TO DO » Write out only the lines from the start of the entries up to and including the line with "Mark the region of the slender stalk."; please skip the pictures.

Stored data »
:::

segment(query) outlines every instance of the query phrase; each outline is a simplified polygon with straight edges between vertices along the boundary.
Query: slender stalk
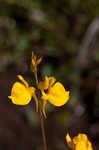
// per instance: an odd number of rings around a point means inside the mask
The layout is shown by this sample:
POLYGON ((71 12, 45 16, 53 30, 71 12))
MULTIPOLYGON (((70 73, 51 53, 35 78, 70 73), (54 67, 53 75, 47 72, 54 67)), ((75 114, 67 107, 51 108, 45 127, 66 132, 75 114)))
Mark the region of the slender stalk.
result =
POLYGON ((44 150, 47 150, 46 136, 45 136, 45 129, 44 129, 44 120, 43 120, 43 115, 42 115, 42 110, 41 110, 41 104, 40 103, 39 103, 39 112, 40 112, 40 122, 41 122, 41 130, 42 130, 44 150))
POLYGON ((37 86, 37 89, 38 89, 38 77, 37 77, 37 71, 34 72, 34 76, 35 76, 35 80, 36 80, 36 86, 37 86))
MULTIPOLYGON (((34 72, 34 76, 35 76, 35 80, 36 80, 36 87, 38 89, 37 71, 34 72)), ((38 93, 38 100, 39 100, 38 103, 39 103, 39 114, 40 114, 40 123, 41 123, 41 130, 42 130, 43 145, 44 145, 44 150, 47 150, 46 136, 45 136, 45 129, 44 129, 44 120, 43 120, 43 115, 42 115, 42 106, 41 106, 41 101, 40 101, 40 95, 39 95, 39 93, 38 93)))

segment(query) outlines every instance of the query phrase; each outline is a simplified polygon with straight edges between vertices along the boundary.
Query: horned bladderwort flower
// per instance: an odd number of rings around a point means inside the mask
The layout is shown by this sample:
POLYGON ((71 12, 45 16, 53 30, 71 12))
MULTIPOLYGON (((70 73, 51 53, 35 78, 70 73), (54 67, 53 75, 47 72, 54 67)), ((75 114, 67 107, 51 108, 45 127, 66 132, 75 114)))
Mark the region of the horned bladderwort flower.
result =
POLYGON ((30 87, 21 75, 17 76, 22 83, 15 82, 12 86, 11 96, 8 96, 12 100, 13 104, 16 105, 27 105, 32 97, 36 102, 36 110, 38 111, 38 99, 35 94, 35 88, 30 87))
POLYGON ((88 140, 86 134, 79 133, 73 139, 66 135, 66 142, 72 150, 93 150, 91 142, 88 140))
MULTIPOLYGON (((29 86, 21 75, 17 76, 22 83, 15 82, 12 86, 11 96, 8 96, 16 105, 27 105, 32 97, 36 102, 36 110, 38 111, 38 97, 36 95, 36 88, 29 86)), ((54 77, 45 77, 44 81, 39 82, 38 87, 41 90, 41 100, 43 103, 43 114, 45 114, 45 104, 47 100, 54 106, 62 106, 69 99, 69 92, 65 90, 60 82, 55 83, 54 77), (45 90, 47 90, 45 92, 45 90)))
POLYGON ((45 114, 45 104, 47 100, 54 106, 62 106, 69 99, 69 91, 66 91, 60 82, 56 82, 54 77, 45 77, 44 81, 39 82, 38 87, 41 90, 43 100, 43 114, 45 114))
POLYGON ((45 77, 44 81, 38 82, 37 78, 37 66, 42 61, 42 57, 36 58, 34 53, 32 53, 31 60, 31 70, 34 73, 36 79, 36 88, 29 86, 29 84, 24 80, 21 75, 18 75, 20 82, 15 82, 12 86, 11 96, 8 96, 12 103, 16 105, 26 105, 28 104, 32 97, 36 102, 36 110, 38 111, 38 103, 42 103, 42 112, 46 117, 45 105, 47 100, 54 106, 62 106, 69 99, 69 91, 66 91, 64 86, 60 82, 55 82, 54 77, 45 77), (38 91, 41 91, 38 95, 38 91))

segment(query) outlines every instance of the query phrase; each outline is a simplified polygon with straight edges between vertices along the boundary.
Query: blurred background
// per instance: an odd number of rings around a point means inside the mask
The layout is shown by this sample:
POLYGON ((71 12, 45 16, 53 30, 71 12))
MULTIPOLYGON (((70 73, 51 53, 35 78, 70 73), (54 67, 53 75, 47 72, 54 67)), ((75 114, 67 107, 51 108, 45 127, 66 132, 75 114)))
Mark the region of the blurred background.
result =
POLYGON ((47 103, 48 150, 68 150, 65 134, 86 133, 99 149, 99 1, 0 1, 0 150, 42 150, 35 102, 16 106, 8 99, 21 74, 35 85, 32 51, 43 56, 39 79, 55 76, 70 91, 62 107, 47 103))

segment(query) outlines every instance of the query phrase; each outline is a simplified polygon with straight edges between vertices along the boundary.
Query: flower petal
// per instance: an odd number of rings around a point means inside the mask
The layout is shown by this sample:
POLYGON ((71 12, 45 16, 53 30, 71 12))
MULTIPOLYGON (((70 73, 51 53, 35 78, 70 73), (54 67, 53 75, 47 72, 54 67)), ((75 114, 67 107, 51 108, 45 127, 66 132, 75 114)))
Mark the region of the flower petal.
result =
POLYGON ((39 82, 38 85, 40 90, 46 90, 49 87, 49 78, 46 76, 44 81, 39 82))
POLYGON ((24 80, 24 78, 23 78, 21 75, 17 75, 17 77, 24 83, 24 85, 25 85, 26 87, 29 86, 28 83, 24 80))
POLYGON ((13 104, 26 105, 31 101, 32 94, 23 84, 15 82, 12 86, 11 96, 9 96, 9 98, 13 104))
POLYGON ((49 88, 55 83, 56 79, 54 77, 49 77, 49 88))
POLYGON ((69 134, 66 135, 68 146, 72 150, 93 150, 91 142, 88 140, 86 134, 79 133, 71 140, 69 134))
POLYGON ((65 90, 60 82, 55 83, 46 95, 48 96, 48 101, 55 106, 62 106, 69 99, 69 92, 65 90))
POLYGON ((73 148, 73 142, 72 142, 72 139, 68 133, 66 135, 66 142, 67 142, 68 146, 72 149, 73 148))

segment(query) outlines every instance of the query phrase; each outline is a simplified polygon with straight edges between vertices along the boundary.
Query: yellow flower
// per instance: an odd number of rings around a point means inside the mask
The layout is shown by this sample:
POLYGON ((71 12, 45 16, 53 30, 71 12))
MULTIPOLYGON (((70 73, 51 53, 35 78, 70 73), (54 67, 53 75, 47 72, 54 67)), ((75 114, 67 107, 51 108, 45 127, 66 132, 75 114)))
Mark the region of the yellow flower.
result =
MULTIPOLYGON (((15 82, 12 86, 11 96, 8 96, 12 100, 13 104, 16 105, 27 105, 32 97, 36 102, 36 110, 38 111, 38 98, 36 96, 36 89, 30 87, 21 75, 18 75, 20 82, 15 82)), ((69 99, 69 92, 65 90, 64 86, 60 82, 56 82, 54 77, 45 77, 45 80, 39 82, 38 88, 41 91, 41 101, 43 104, 43 114, 46 117, 45 105, 47 100, 55 105, 62 106, 69 99)), ((40 97, 39 97, 40 98, 40 97)), ((40 100, 40 99, 39 99, 40 100)))
POLYGON ((43 113, 45 114, 45 104, 48 100, 51 104, 55 106, 64 105, 69 99, 69 91, 66 91, 64 86, 60 82, 56 82, 54 77, 45 77, 45 80, 39 82, 39 88, 42 93, 43 100, 43 113), (45 90, 47 90, 45 92, 45 90))
POLYGON ((24 78, 21 75, 18 75, 18 78, 22 81, 22 83, 15 82, 13 84, 11 96, 8 96, 8 98, 12 100, 13 104, 27 105, 31 101, 33 96, 36 102, 36 109, 38 111, 38 99, 35 94, 35 88, 29 87, 28 83, 24 80, 24 78))
POLYGON ((66 142, 70 149, 72 150, 93 150, 91 142, 88 140, 86 134, 78 134, 73 139, 66 135, 66 142))
POLYGON ((31 61, 31 70, 32 72, 37 72, 37 66, 41 63, 42 57, 37 59, 36 55, 34 55, 34 52, 32 52, 32 61, 31 61))

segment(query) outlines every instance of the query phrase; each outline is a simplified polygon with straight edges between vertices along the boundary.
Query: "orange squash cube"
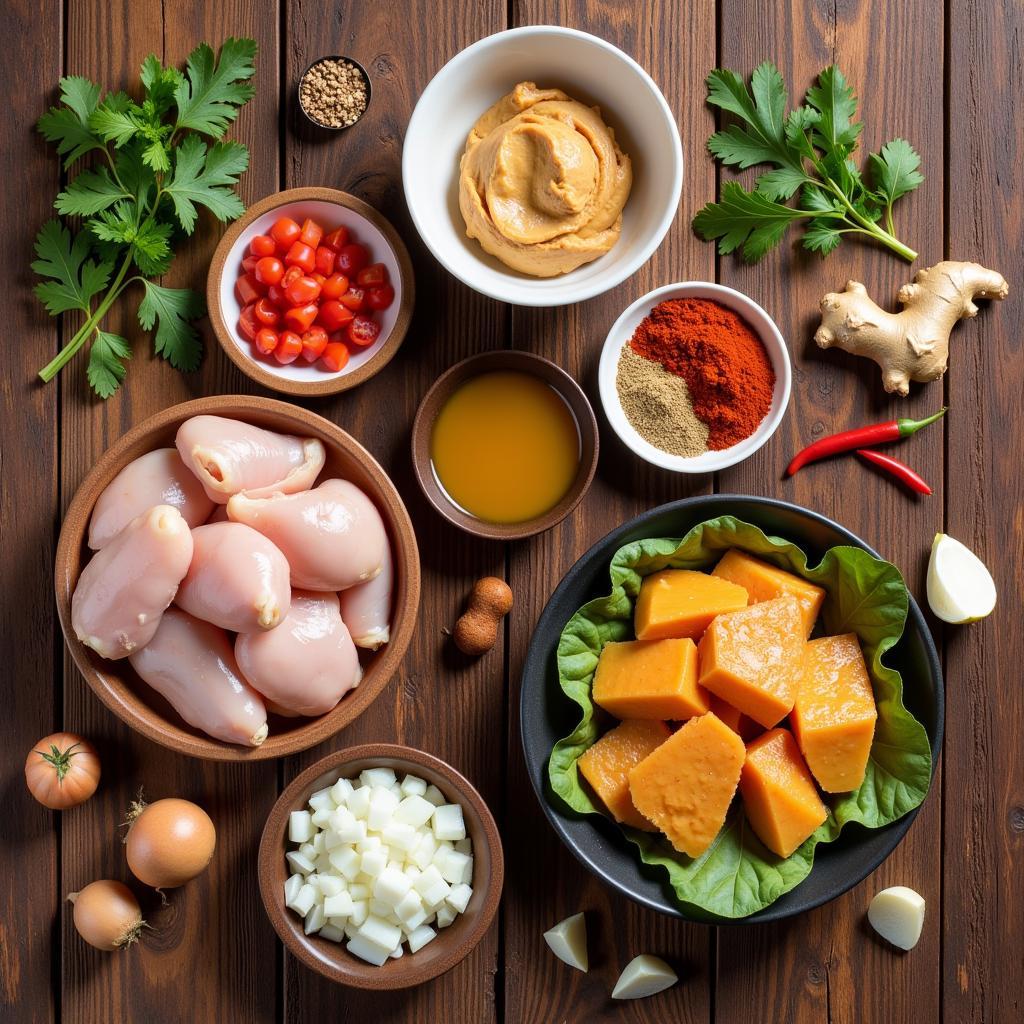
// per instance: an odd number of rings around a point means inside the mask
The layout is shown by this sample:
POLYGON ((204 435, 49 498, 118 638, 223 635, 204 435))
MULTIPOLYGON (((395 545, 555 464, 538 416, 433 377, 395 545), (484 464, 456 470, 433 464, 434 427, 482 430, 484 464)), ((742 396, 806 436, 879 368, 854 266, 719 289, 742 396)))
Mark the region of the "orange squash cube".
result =
POLYGON ((790 721, 807 766, 826 793, 848 793, 864 781, 877 718, 857 635, 811 640, 790 721))
POLYGON ((646 832, 657 831, 633 806, 629 771, 671 735, 664 722, 630 719, 606 732, 576 762, 580 774, 616 821, 646 832))
POLYGON ((629 792, 675 849, 699 857, 721 831, 743 758, 743 740, 709 711, 691 718, 629 773, 629 792))
POLYGON ((747 744, 740 796, 757 838, 788 857, 828 817, 793 735, 772 729, 747 744))
POLYGON ((789 594, 727 612, 701 639, 699 684, 770 729, 793 710, 805 646, 789 594))
POLYGON ((804 620, 804 637, 811 635, 814 622, 818 618, 825 591, 807 580, 794 576, 791 572, 776 569, 774 565, 762 562, 745 551, 731 548, 722 555, 718 565, 711 570, 712 576, 729 580, 743 587, 750 595, 750 603, 771 601, 792 594, 800 605, 800 615, 804 620))
POLYGON ((752 739, 760 736, 764 732, 764 729, 757 724, 749 715, 743 714, 737 708, 734 708, 731 704, 726 704, 721 697, 716 697, 714 694, 711 695, 711 710, 714 711, 718 717, 725 722, 727 726, 744 743, 749 743, 752 739))
POLYGON ((659 721, 693 718, 711 706, 697 685, 697 648, 686 639, 605 644, 594 700, 616 718, 659 721))
POLYGON ((706 572, 663 569, 640 585, 633 624, 638 640, 699 640, 716 615, 747 605, 747 592, 706 572))

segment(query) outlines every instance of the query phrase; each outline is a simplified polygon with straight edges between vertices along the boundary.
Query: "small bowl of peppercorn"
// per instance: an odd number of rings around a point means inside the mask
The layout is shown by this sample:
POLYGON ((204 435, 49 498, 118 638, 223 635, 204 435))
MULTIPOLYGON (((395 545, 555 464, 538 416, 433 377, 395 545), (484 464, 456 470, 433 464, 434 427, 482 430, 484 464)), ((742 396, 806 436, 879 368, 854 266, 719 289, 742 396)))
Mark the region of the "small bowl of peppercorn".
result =
POLYGON ((724 285, 685 281, 641 296, 612 325, 598 384, 611 428, 646 462, 714 473, 775 433, 789 405, 775 321, 724 285))
POLYGON ((370 105, 370 76, 351 57, 320 57, 299 79, 299 109, 327 131, 351 128, 370 105))

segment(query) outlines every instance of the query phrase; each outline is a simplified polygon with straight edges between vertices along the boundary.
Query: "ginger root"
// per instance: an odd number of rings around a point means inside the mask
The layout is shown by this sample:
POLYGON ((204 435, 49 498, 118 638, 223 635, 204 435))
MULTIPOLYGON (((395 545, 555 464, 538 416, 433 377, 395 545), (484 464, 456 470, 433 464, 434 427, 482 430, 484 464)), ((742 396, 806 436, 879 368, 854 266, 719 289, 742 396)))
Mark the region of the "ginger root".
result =
POLYGON ((936 263, 918 271, 896 298, 903 309, 887 313, 859 281, 820 302, 821 326, 814 340, 855 356, 873 359, 882 368, 886 391, 905 395, 910 382, 938 380, 949 362, 949 333, 958 320, 978 315, 973 300, 1005 299, 1009 285, 1002 274, 977 263, 936 263))

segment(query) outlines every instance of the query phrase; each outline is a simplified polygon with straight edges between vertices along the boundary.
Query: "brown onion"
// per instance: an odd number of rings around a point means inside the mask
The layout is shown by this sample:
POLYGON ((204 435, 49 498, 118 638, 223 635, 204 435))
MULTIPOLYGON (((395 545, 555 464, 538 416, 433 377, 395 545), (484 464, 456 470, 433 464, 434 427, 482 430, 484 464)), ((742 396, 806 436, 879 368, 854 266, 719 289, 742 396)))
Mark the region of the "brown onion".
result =
POLYGON ((210 816, 190 800, 172 797, 136 804, 129 816, 125 854, 132 874, 154 889, 184 885, 213 857, 217 832, 210 816))
POLYGON ((97 949, 130 946, 146 924, 131 889, 109 878, 91 882, 68 899, 75 905, 72 920, 78 934, 97 949))
POLYGON ((85 803, 100 784, 100 759, 72 732, 44 736, 25 758, 25 784, 44 806, 63 811, 85 803))

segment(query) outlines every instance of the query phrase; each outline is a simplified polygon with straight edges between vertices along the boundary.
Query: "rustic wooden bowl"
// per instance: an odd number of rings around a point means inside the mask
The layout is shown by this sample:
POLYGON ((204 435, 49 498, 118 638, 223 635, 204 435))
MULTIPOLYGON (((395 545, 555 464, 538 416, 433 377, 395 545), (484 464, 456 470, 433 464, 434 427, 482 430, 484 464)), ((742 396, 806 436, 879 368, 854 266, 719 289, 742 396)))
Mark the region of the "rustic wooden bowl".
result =
POLYGON ((123 722, 143 736, 182 754, 208 761, 262 761, 305 750, 333 736, 359 717, 394 675, 409 646, 420 599, 420 560, 409 513, 394 484, 373 456, 345 431, 315 413, 270 398, 218 395, 172 406, 133 427, 112 445, 78 488, 61 527, 54 568, 57 611, 71 657, 96 695, 123 722), (317 437, 327 450, 322 478, 351 480, 374 501, 391 539, 395 591, 391 641, 361 654, 364 675, 333 710, 319 718, 270 717, 270 735, 258 747, 213 739, 187 725, 171 706, 143 683, 126 659, 106 661, 86 647, 71 627, 71 595, 90 552, 86 534, 93 505, 129 462, 154 448, 173 447, 180 424, 207 413, 242 419, 269 430, 317 437))
POLYGON ((413 469, 430 503, 447 520, 467 533, 492 540, 519 540, 522 537, 532 537, 560 523, 587 493, 597 469, 599 446, 600 436, 594 410, 579 384, 550 359, 515 349, 501 349, 470 356, 469 359, 457 363, 441 374, 420 402, 412 427, 413 469), (441 407, 452 393, 471 377, 493 370, 517 370, 540 377, 565 400, 572 410, 580 434, 580 464, 572 486, 553 509, 542 516, 521 523, 491 523, 464 512, 441 487, 430 459, 430 435, 441 407))
POLYGON ((405 339, 415 300, 412 262, 398 232, 372 206, 335 188, 291 188, 253 203, 224 233, 206 277, 210 323, 227 357, 247 377, 265 387, 307 398, 347 391, 379 373, 405 339), (306 217, 313 217, 321 224, 329 220, 331 225, 344 225, 356 241, 369 244, 374 262, 388 268, 395 301, 383 313, 375 314, 381 323, 380 337, 369 348, 353 352, 337 373, 321 370, 315 364, 310 366, 301 358, 286 366, 274 362, 272 357, 258 358, 250 342, 238 332, 239 305, 234 284, 242 257, 252 237, 269 231, 274 221, 284 215, 300 224, 306 217))
POLYGON ((391 743, 336 750, 307 768, 274 804, 260 839, 260 895, 285 948, 324 977, 354 988, 408 988, 450 970, 468 956, 490 927, 501 900, 504 876, 498 826, 472 784, 433 755, 391 743), (284 859, 289 849, 288 815, 304 808, 313 793, 333 784, 339 776, 351 778, 364 768, 377 767, 418 775, 437 786, 453 803, 461 804, 466 834, 473 841, 473 896, 466 912, 449 927, 440 929, 437 938, 419 952, 406 949, 404 956, 388 960, 381 967, 354 957, 344 943, 306 935, 302 918, 284 905, 284 883, 290 873, 284 859))

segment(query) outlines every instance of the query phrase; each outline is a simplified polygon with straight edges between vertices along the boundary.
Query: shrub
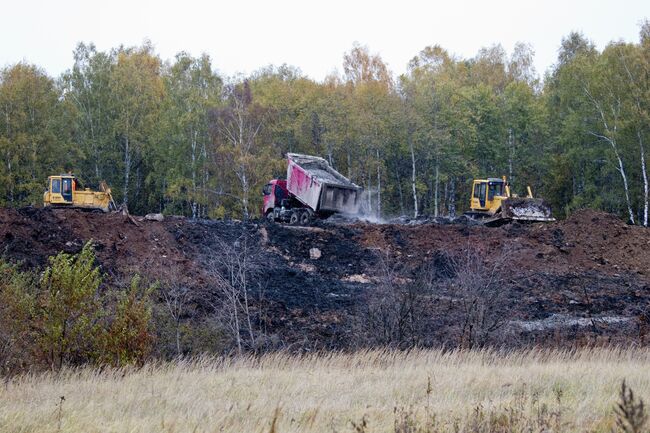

:::

RESULT BELOW »
segment(query) outlines every instance of the query phrase; each outline is a simplified polygon with straight edges between vertices along the boundary.
Query: slender stalk
// per instance: an odd number of rings around a point means inside the mask
The layout is shown by this sample:
POLYGON ((71 12, 45 16, 53 30, 71 12))
MULTIPOLYGON (((70 73, 51 53, 35 78, 70 73), (54 67, 53 75, 47 72, 54 67)), ((75 114, 67 107, 51 108, 45 127, 66 132, 75 114)))
Mark the region of the slender stalk.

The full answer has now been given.